Les problèmes de l’autoédition

RML

13 février 2025

Après vous avoir parlé des avantages de l’autoédition, il m’apparaissait juste de vous décrire ses inconvénients ! Et comme vous allez le voir, il n’y en a pas peu !

Le premier désagrément qui est le corollaire de la première qualité (vous savez, celle qui vantait le fait d’avoir le contrôle de son livre de bout en bout !), c’est que vous êtes seul ! Mais quand je dis seul, c’est seul. Vraiment seul. Pas seulement quand vous écrivez. Vous êtes seul à chaque instant de la création, de la diffusion, puis de la vente de votre livre. Et je vous assure que, parfois, il y a de quoi devenir dingue !

Alors, faisons un petit tour panoramique ensemble des 10 points les plus sensibles et les plus rebutants de l’autoédition !

Manque de soutien professionnel :

En autoédition, tu dois gérer tous les aspects de la publication, y compris l’édition, la conception de la couverture, le marketing et la distribution. Cela peut être accablant, surtout quand tu n’as pas d’expérience dans ces domaines.

Premièrement, tu n’as pas d’éditeur pour te conseiller. Certains peuvent percevoir le regard d’un éditeur professionnel comme une contrainte pesante qui les oblige à réécrire, à modifier, à transformer leur œuvre. Il n’en reste pas moins qu’il est précieux, compte tenu des attentes du lecteur, du milieu de l’édition, etc.

Il en va de même pour la correction et la relecture. En édition traditionnelle, les correcteurs traquent tes coquilles, tes fautes d’orthographe et de grammaire, tes incorrections, etc. Ici, tu seras tout seul. Au mieux, tu te paieras un correcteur/trice, au pire, tu auras des amis généreux et bienveillants.

Et c’est la même chose pour l’objet « livre » lui-même ! Qui va dessiner ta couverture ? Qui va mettre en page l’intérieur de ton livre ? L’auteur ne pense pas forcément à ces « détails », qui sont pourtant la base de l’expérience du lecteur. Là encore, où tu te lances tout seul, ou tu fais appel à un professionnel à tes frais.

> **Données fournies**
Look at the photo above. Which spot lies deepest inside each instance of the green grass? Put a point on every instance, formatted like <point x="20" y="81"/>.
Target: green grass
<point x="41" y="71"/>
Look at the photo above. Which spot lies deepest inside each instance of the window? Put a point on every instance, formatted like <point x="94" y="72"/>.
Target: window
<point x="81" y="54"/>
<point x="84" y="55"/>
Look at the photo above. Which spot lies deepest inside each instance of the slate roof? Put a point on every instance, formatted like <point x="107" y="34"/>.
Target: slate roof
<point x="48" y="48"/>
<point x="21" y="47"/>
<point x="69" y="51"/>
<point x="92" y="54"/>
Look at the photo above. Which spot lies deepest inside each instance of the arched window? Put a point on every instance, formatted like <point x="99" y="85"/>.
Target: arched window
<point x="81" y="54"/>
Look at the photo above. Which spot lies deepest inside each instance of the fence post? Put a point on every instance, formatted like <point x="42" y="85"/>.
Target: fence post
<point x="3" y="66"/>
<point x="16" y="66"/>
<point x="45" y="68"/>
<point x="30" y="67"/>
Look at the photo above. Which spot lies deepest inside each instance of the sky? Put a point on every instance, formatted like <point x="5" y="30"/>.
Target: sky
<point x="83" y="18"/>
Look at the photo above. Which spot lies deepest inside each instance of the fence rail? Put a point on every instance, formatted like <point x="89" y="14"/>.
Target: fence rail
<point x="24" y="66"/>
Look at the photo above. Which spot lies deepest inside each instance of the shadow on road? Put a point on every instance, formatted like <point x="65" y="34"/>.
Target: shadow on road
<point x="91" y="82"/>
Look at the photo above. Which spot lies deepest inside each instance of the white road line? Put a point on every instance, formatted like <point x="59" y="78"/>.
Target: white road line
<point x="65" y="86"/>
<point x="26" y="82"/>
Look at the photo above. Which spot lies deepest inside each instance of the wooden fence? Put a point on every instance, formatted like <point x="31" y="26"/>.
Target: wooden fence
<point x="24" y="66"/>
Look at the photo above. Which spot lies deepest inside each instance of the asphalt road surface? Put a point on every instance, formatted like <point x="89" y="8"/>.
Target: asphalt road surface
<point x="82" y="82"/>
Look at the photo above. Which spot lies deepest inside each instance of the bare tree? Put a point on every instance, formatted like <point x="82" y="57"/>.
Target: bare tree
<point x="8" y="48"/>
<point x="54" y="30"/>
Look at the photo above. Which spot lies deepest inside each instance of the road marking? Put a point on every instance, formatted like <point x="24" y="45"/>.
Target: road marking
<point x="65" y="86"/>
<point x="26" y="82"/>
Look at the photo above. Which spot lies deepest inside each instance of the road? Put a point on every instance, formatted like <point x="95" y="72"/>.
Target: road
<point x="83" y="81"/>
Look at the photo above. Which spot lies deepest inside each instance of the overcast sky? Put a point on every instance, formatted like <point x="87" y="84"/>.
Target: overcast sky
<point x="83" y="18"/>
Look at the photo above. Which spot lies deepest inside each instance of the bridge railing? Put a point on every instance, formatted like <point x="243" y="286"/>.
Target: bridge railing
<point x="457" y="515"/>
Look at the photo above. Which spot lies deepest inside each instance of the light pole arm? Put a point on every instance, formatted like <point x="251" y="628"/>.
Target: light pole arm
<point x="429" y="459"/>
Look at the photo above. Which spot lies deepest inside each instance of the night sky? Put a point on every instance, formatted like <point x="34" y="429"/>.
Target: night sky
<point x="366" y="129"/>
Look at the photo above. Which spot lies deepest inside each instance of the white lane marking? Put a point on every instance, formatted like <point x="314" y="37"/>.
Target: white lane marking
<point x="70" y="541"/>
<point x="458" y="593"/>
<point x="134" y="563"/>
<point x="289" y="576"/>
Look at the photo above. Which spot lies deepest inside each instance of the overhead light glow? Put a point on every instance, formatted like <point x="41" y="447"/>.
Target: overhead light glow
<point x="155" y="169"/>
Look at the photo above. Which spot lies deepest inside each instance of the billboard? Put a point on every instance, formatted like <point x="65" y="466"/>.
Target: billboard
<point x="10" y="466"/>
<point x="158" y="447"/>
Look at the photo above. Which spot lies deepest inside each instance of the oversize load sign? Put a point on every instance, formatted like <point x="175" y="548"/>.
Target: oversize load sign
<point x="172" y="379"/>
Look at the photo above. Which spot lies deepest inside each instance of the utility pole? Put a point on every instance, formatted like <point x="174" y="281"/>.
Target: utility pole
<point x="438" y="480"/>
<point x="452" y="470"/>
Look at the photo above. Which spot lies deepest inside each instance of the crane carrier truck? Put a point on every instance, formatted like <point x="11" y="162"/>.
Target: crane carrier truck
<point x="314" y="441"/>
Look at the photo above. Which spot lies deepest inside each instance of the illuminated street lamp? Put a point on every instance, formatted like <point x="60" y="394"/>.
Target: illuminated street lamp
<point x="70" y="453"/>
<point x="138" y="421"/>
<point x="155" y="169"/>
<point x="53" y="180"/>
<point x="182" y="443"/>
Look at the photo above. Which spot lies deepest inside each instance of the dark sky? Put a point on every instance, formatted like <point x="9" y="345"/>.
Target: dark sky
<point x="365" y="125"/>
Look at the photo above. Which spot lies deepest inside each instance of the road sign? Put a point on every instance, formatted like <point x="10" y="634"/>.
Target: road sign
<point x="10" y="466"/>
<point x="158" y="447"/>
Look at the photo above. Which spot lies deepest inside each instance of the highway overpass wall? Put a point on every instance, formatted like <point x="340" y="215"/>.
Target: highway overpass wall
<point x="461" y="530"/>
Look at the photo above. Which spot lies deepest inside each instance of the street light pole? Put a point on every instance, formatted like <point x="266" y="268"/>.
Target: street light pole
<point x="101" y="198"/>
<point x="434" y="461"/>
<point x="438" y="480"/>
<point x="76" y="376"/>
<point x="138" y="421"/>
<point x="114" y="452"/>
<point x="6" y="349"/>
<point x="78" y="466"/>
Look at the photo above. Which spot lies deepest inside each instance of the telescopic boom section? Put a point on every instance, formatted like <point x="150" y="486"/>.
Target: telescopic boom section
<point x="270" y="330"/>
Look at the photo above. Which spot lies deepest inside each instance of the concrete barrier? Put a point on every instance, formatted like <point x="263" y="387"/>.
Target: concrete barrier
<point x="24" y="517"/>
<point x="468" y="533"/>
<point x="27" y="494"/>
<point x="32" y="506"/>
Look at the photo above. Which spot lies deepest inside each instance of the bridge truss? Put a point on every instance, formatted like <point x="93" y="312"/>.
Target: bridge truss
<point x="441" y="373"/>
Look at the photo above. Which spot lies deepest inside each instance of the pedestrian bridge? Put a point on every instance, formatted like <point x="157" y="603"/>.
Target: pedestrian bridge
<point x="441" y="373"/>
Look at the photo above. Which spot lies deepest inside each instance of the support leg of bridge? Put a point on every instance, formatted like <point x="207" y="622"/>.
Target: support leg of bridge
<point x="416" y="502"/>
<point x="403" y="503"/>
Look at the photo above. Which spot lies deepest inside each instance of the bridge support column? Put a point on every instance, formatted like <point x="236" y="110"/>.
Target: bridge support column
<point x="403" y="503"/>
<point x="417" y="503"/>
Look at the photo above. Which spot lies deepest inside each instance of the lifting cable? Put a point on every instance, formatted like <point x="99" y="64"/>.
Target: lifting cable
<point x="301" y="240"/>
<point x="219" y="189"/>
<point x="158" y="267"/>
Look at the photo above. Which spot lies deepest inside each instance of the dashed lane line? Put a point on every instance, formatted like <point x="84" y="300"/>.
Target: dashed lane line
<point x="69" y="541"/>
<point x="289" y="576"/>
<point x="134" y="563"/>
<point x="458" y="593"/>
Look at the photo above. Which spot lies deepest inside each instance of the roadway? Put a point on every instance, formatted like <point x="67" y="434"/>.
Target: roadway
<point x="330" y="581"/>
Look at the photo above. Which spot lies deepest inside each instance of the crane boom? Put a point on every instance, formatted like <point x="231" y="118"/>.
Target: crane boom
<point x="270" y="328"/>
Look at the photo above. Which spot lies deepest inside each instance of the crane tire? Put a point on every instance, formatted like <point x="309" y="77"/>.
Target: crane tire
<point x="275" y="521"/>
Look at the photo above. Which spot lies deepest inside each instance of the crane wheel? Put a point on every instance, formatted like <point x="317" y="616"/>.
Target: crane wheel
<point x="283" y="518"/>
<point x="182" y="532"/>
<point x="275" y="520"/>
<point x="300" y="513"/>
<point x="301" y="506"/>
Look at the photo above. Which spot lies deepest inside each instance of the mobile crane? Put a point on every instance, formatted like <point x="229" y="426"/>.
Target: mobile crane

> **Consigne 1**
Filtrez les lignes fournies et ne conservez que celles qui contiennent le mot « truss ». La casse compte.
> **Consigne 2**
Poursuivez l'article sur les problèmes de l'autoédition à la suite de sa dernière phrase.

> **Réponse 1**
Look at the photo above. Which spot lies deepest inside each instance of the bridge truss? Put a point on every instance, formatted like <point x="93" y="312"/>.
Target: bridge truss

> **Réponse 2**
Pour le marketing et la promotion, c’est encore pire ! Te voilà devant l’Everest ! D’autant plus que, la plupart du temps, tu n’y connais vraiment rien dans ces domaines et que tu ne peux même pas te retrancher derrière ta créativité pour faire illusion. Il va te falloir aller chercher tes lecteurs/trices un à une ! Et tu vas devoir te former un peu pour élaborer un petit plan marketing.

La distribution de ton livre sera aussi un saut d’obstacles, mais on le détaillera un peu plus bas.

Et pour finir, tu seras seul face à la gestion de tes droits d’auteurs et de tes obligations fiscales. Là encore, tu devras te former.

Coûts initiaux :

A priori, l’autoédition, ça ne coûte pas cher. Enfin pas trop. Avec un petit budget de départ, vous pouvez faire vivre votre livre. À condition de réaliser la plupart des étapes vous-même ! C’est-à-dire bénévolement !

Par contre, si vous voulez vous entourer, vous allez être très vite confronté à une inflation du coût de production de votre livre ! Du correcteur, en passant par le graphiste et jusqu’aux services de distribution, l’ardoise sera vite salée.

Alors, comment faire ? Le mieux est d’évaluer ce que vous pouvez prendre en charge vous-même (vous avez des notions, quelques compétences, etc.) et ce que vous ne pouvez vraiment pas faire !

Dans tous les cas, ça vous coûtera : raisonnablement sur le plan du budget si vous vous débrouillez bien, mais follement en ce qui concerne le temps, l’investissement, etc. Mieux vaut être prévenu.

Visibilité limitée :

Bon. Le marché du livre est déjà ultrasaturé. L’autoédition rend plus précaire la visibilité de ton livre dans une niche hyper concurrentielle où, parfois, les livres se vendent comme des boîtes de haricots verts.

Tu n’auras ni le soutien presse des maisons d’édition ni leur puissance de feu en marketing. Ton livre est un peu comme une bouteille jetée à la mer qui espère trouver son lecteur.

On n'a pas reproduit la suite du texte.